(Point-per-instance localization data)
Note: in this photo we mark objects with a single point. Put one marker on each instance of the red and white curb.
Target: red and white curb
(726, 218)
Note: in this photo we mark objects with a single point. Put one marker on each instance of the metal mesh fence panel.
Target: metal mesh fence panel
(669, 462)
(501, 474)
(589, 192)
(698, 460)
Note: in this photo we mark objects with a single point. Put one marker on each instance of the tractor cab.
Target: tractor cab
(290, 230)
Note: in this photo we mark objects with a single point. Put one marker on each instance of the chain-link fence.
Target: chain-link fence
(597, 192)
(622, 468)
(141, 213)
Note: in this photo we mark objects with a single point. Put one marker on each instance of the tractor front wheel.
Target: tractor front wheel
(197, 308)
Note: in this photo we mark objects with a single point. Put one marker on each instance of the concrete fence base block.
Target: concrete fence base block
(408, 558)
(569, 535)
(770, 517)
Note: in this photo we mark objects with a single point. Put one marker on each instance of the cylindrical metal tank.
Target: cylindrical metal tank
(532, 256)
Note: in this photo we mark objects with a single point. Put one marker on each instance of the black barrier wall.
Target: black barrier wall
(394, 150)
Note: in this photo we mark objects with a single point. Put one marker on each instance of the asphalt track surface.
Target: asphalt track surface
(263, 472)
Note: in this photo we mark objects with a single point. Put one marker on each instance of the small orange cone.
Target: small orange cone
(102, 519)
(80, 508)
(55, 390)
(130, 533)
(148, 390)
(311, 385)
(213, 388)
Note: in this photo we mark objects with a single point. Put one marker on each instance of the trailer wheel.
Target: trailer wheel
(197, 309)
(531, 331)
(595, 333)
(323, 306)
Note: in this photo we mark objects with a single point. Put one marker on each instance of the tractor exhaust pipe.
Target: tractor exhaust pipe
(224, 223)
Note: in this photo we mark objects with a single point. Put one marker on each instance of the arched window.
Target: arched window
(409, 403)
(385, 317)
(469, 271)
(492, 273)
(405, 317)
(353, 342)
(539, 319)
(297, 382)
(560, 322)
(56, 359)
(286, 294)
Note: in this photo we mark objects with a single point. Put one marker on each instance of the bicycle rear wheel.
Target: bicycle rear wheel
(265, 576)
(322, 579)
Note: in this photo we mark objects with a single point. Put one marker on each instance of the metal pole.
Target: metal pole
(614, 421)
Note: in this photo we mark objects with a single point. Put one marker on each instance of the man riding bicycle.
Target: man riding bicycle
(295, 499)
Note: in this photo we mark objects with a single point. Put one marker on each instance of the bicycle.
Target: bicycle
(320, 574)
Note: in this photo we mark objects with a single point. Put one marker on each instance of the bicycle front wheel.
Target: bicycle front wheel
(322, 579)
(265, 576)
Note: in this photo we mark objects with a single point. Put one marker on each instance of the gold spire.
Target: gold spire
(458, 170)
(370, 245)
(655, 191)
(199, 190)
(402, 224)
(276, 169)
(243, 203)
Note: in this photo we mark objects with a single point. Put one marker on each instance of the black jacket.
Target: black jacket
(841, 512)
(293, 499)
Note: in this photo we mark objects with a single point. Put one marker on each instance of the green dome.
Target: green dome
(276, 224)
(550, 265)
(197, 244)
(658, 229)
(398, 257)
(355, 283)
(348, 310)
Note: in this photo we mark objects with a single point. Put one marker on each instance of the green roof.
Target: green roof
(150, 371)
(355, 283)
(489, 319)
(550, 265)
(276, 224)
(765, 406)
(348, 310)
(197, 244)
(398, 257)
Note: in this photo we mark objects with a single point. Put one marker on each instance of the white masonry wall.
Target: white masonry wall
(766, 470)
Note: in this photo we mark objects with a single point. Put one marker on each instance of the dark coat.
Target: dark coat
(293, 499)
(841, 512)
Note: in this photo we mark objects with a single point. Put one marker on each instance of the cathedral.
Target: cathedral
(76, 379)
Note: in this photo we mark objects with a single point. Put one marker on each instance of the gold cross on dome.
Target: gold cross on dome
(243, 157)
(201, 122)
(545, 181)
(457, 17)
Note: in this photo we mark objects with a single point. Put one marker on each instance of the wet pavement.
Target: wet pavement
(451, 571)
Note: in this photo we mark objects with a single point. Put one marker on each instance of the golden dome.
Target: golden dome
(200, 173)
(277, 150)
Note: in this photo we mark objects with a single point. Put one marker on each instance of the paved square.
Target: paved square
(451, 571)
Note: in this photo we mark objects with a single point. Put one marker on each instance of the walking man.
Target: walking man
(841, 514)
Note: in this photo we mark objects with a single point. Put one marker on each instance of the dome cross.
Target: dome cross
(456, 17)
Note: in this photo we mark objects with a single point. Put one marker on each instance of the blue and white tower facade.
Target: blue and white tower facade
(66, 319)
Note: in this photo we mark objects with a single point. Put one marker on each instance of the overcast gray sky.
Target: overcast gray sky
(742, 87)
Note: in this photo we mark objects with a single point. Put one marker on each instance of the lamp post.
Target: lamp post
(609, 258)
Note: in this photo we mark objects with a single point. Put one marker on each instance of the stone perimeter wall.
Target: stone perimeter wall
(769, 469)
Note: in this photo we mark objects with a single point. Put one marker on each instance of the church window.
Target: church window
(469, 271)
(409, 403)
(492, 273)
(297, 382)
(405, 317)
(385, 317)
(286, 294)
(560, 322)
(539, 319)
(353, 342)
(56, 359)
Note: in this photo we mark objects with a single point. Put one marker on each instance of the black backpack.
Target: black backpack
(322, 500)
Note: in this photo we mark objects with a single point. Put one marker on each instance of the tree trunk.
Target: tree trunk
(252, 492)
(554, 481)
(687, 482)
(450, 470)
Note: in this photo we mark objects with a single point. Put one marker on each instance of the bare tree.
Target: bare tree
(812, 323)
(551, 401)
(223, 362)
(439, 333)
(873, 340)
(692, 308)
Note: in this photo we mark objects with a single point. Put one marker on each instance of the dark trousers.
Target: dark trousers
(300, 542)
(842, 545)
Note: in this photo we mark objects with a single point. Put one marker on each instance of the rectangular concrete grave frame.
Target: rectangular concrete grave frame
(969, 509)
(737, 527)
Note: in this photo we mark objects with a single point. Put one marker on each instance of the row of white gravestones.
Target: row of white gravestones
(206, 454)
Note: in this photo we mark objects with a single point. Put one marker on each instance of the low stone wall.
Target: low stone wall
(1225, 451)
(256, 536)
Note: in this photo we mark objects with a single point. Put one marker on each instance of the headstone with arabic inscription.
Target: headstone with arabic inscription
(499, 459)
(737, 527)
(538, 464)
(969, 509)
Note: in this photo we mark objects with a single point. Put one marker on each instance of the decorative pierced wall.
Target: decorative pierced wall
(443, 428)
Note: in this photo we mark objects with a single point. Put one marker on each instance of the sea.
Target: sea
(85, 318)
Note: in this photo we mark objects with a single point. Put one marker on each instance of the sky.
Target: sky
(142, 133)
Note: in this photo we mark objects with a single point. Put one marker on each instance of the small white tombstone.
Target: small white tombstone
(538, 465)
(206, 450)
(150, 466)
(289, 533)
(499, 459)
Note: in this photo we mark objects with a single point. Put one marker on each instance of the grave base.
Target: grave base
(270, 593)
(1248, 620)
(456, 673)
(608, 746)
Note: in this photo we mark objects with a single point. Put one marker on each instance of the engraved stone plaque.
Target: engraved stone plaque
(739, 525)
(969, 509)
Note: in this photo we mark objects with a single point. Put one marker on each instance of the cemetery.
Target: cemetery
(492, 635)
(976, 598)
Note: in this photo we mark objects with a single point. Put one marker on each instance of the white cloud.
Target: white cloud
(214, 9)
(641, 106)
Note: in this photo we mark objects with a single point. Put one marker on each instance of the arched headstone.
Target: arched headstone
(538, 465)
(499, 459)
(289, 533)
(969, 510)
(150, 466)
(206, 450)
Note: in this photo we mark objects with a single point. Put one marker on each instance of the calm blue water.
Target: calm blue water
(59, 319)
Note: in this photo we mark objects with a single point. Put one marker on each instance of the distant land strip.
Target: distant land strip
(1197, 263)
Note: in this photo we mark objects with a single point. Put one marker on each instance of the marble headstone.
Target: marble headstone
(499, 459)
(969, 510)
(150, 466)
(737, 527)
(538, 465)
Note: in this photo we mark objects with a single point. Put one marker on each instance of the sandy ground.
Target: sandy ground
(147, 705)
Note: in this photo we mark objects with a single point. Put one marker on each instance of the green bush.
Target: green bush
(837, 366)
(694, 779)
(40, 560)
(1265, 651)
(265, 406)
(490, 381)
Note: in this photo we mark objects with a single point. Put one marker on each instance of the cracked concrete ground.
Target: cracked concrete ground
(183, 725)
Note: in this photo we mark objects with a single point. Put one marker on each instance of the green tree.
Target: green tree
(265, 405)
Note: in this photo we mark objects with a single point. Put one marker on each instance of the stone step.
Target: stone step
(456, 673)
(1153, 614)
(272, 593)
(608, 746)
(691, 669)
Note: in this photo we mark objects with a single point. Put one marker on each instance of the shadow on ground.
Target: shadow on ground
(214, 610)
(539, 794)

Instructions to follow
In the entries above, one line contains "Target: cracked concrete ground" and another contains "the stone step.". Reproduce exactly those two lines and the lines between them, nothing else.

Reply to the exercise
Target: cracked concrete ground
(183, 725)
Note: in this photo we mark objects with a single point. Put one marker on each instance of the green tree.
Target: green tree
(265, 405)
Note: in this photo we mark objects with a single point. Put one marker on each instance of the stone step.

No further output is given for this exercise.